* AIM OF THE TASK *
Everything from the line containing "Exercise. Spot the white serving" to the final line of the records below should be given again exactly, and nothing else.

* INFORMATION GIVEN *
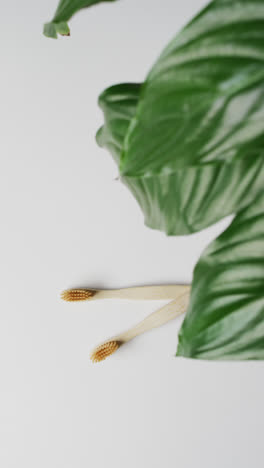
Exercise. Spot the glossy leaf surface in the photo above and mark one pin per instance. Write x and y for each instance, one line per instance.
(192, 152)
(225, 319)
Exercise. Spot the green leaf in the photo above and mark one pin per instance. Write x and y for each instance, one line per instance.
(66, 9)
(225, 318)
(193, 150)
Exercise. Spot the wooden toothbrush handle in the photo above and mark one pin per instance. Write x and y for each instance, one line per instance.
(160, 317)
(149, 293)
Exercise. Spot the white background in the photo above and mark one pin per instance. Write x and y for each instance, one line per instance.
(66, 222)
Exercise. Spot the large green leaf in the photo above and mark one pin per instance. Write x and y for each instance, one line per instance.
(192, 151)
(225, 319)
(190, 198)
(66, 9)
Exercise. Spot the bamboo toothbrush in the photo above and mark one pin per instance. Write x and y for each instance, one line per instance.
(138, 293)
(156, 319)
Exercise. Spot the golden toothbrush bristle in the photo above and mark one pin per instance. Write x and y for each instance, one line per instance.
(72, 295)
(105, 350)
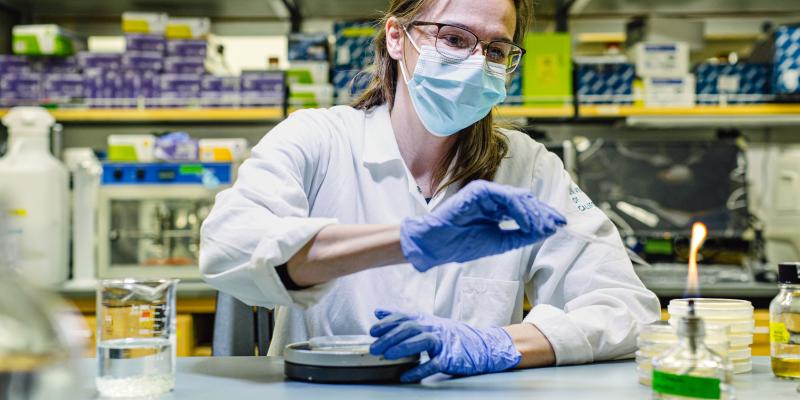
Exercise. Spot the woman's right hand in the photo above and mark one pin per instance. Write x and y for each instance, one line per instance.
(466, 226)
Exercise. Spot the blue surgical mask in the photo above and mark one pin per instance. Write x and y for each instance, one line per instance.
(452, 95)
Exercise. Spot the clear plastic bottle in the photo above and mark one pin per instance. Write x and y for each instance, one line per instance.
(784, 323)
(691, 370)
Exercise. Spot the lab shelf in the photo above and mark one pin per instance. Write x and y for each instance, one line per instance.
(750, 110)
(564, 111)
(166, 114)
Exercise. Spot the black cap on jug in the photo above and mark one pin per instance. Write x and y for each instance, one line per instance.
(788, 273)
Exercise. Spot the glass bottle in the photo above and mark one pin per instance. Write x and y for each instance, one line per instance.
(691, 370)
(784, 323)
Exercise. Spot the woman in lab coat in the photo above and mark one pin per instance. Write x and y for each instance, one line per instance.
(383, 218)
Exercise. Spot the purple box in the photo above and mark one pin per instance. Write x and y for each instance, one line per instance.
(63, 86)
(219, 91)
(139, 42)
(11, 63)
(56, 65)
(187, 47)
(20, 88)
(222, 84)
(184, 65)
(146, 60)
(88, 60)
(102, 83)
(140, 83)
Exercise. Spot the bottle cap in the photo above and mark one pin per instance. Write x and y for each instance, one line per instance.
(788, 272)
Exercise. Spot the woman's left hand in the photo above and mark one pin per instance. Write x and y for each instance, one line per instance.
(454, 347)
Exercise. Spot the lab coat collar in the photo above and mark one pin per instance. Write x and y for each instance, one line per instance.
(380, 145)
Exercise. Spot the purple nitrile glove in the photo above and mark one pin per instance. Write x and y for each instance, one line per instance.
(454, 347)
(466, 226)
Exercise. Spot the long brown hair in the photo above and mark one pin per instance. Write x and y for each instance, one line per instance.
(480, 147)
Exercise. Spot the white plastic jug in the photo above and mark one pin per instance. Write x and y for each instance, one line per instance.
(35, 189)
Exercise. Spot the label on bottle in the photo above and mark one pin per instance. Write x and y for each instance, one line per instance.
(778, 333)
(697, 387)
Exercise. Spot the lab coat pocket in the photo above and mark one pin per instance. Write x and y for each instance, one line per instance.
(487, 302)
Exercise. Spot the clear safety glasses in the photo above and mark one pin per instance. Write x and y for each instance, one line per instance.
(458, 44)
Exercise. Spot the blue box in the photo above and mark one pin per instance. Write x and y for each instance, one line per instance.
(184, 65)
(733, 83)
(187, 47)
(350, 83)
(308, 47)
(786, 61)
(606, 82)
(145, 60)
(354, 47)
(63, 87)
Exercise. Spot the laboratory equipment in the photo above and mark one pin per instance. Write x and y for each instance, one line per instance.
(690, 370)
(659, 189)
(734, 316)
(784, 323)
(135, 337)
(340, 359)
(35, 186)
(659, 337)
(40, 343)
(86, 171)
(149, 217)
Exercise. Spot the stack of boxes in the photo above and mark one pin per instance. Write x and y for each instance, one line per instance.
(547, 70)
(354, 53)
(605, 80)
(309, 71)
(740, 83)
(664, 69)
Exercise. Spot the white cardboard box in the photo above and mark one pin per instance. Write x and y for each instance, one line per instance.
(661, 59)
(669, 91)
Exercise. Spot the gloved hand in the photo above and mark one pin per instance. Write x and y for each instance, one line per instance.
(466, 226)
(454, 347)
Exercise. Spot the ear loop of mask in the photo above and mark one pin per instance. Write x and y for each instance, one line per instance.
(403, 61)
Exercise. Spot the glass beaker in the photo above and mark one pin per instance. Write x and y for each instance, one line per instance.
(135, 337)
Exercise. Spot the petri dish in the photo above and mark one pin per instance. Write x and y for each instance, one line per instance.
(342, 343)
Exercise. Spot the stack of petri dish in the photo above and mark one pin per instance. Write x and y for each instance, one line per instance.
(735, 317)
(655, 339)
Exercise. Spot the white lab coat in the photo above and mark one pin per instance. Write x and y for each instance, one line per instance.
(342, 165)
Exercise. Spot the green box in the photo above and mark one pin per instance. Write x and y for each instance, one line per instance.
(547, 69)
(45, 40)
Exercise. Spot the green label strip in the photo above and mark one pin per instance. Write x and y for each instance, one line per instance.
(190, 169)
(685, 385)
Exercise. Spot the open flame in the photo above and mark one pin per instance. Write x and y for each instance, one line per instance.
(699, 233)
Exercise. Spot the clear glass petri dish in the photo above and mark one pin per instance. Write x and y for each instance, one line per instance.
(341, 343)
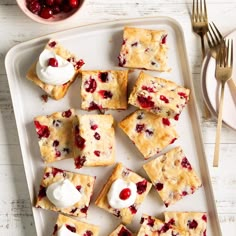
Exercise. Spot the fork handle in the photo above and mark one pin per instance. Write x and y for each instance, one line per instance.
(203, 46)
(218, 130)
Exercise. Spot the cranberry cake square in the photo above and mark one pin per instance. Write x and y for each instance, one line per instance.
(55, 135)
(55, 70)
(65, 192)
(123, 193)
(193, 222)
(144, 48)
(104, 89)
(94, 139)
(149, 132)
(159, 96)
(153, 226)
(172, 176)
(121, 230)
(67, 226)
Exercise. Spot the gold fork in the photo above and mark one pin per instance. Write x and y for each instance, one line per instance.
(200, 27)
(223, 72)
(200, 21)
(214, 39)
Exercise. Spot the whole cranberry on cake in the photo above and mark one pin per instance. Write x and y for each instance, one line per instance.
(55, 135)
(159, 96)
(149, 133)
(193, 222)
(65, 192)
(94, 140)
(67, 226)
(121, 230)
(55, 70)
(153, 226)
(104, 89)
(123, 193)
(172, 176)
(144, 48)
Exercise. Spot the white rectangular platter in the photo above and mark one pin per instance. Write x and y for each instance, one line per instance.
(98, 45)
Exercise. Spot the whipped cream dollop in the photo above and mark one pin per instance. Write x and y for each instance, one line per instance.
(113, 195)
(63, 194)
(64, 231)
(54, 75)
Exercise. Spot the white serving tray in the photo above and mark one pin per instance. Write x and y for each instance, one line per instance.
(99, 45)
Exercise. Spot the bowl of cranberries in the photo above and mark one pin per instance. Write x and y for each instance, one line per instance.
(50, 11)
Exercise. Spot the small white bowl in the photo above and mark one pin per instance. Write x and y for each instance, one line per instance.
(55, 19)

* TASK SOLUTION *
Exercise. Spot the white serving tray in the photo above and mark one pin per instance. Write x and y for each instance, one line per instance.
(99, 45)
Exercise. Spot the bowl of cranberries in the photo above and mark one pin per instance. Write x and y for each instance, one line per instance.
(50, 11)
Exercise. Spot the small white bowl in the photo above and mark one pin per instance. Write x and y for each instance, one line per instance.
(55, 19)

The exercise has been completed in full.